Request. Retype every one of the records below word for word, without changing anything.

Data shown.
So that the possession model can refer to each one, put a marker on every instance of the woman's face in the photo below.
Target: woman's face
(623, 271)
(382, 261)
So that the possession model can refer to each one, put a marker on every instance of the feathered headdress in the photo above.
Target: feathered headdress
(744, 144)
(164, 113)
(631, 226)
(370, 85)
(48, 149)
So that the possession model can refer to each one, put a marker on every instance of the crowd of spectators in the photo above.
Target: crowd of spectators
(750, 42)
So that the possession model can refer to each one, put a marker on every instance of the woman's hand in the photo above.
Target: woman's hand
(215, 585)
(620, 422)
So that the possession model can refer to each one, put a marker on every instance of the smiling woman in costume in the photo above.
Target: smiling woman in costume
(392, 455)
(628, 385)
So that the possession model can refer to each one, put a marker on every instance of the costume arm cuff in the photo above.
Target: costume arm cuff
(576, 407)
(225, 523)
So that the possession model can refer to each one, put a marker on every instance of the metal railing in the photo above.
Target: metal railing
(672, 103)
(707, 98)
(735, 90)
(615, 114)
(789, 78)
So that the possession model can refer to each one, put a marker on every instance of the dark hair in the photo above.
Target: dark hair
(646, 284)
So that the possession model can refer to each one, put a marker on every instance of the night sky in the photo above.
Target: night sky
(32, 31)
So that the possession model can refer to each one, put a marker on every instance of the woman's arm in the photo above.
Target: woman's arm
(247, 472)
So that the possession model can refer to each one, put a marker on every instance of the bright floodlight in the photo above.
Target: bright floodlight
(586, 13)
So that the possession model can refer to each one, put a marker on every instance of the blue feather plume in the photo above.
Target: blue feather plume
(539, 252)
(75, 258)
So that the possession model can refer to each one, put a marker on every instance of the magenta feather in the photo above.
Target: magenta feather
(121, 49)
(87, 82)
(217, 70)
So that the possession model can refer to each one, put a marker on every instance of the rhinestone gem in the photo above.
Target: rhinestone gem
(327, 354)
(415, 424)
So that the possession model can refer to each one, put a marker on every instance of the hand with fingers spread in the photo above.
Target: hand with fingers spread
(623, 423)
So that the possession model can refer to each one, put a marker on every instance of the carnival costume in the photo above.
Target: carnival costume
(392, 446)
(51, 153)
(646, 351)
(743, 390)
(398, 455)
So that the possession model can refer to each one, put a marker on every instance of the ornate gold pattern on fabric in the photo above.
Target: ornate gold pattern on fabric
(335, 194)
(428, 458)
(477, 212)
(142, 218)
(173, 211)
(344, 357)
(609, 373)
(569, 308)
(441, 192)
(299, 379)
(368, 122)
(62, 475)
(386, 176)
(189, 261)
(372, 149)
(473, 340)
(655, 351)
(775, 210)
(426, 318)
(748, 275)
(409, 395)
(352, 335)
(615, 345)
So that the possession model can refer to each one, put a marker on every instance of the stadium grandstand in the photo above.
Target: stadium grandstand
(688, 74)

Task output.
So that the possession model can refer to each one, put a marker on every instance of the woman's face in the photo below.
Target: woman's face
(623, 271)
(382, 261)
So that the possession model can refer to each one, put a marker on every instance of the feathered headdress in the photo above.
Target: feathered headdress
(744, 144)
(164, 113)
(631, 226)
(370, 85)
(48, 149)
So that the possession model can refer to each one, put a marker on every instance of the crowd of spectators in the photo above.
Target: crowd of spectators
(750, 42)
So that the possession model can refer to each one, put a marker on every instance of the woman's hand in the photo above.
Target: woman's hand
(215, 585)
(620, 422)
So that the possession model can refer to each one, put a marker on every instance of the smiling woman in costume in the photo above.
Target: smiling woman in costume
(392, 455)
(628, 385)
So that the possession model can refer to each one, put a marker on every instance of the costume arm cuff in the photo above.
Target: costume arm cuff
(576, 407)
(225, 523)
So that the possession model can refer to each one, put a marker on every instance of the metal railing in the photo above.
Target: metal railing
(672, 103)
(707, 98)
(735, 90)
(615, 114)
(789, 78)
So that the possession model can refer to each one, put a marker on every instance of the dark hair in the photo above.
Target: dark hair
(646, 284)
So that the possession model can refer to each one, put a marker on every instance of the night sky in the photo above.
Target: night sky
(32, 31)
So that the possession model can refer to each one, put a marker on every instance of the woman's arm in the photo above.
Target: woman's arm
(247, 472)
So that the possession model can refer to each one, put a marker on every instance of the bright floodlight in the photo above.
Target: bright floodlight
(586, 13)
So that the possession model can refer to each one, put a marker on every instance of the blue feather plume in the photo above.
Target: blue feather plume
(539, 252)
(75, 258)
So that the possession model can refer to each one, put a marker on every instance of the magenta feather in the photo above.
Target: magenta feather
(121, 49)
(87, 82)
(217, 70)
So that the possession model can refer to each one, put a marker on every instance of the rhinestone gem in the photo above.
Target: rhinestone gem
(327, 354)
(415, 424)
So that the possession model can refer to each one, put a marker on every instance of the hand with fingers spread in the photo above.
Target: hand with fingers spread
(623, 423)
So that the possession model can refer to each one, put a marker on every instance of the carnival costume in the photo above.
Target: carnival costume
(392, 446)
(51, 153)
(646, 351)
(743, 390)
(398, 455)
So that the possession model can refer to each one, put a marker on every instance of the ornate gold pattern on fabric in the photo above.
Target: ornate gold pattern on fabric
(335, 194)
(428, 458)
(477, 212)
(142, 218)
(173, 211)
(344, 357)
(609, 373)
(569, 308)
(441, 192)
(299, 379)
(368, 122)
(62, 475)
(386, 176)
(189, 261)
(372, 149)
(473, 340)
(655, 351)
(775, 210)
(426, 318)
(748, 275)
(409, 395)
(352, 335)
(615, 345)
So that the possession model can refer to each one, put a marker on every instance of the stadium grandstand in the photo above.
Target: stadium grandstand
(688, 74)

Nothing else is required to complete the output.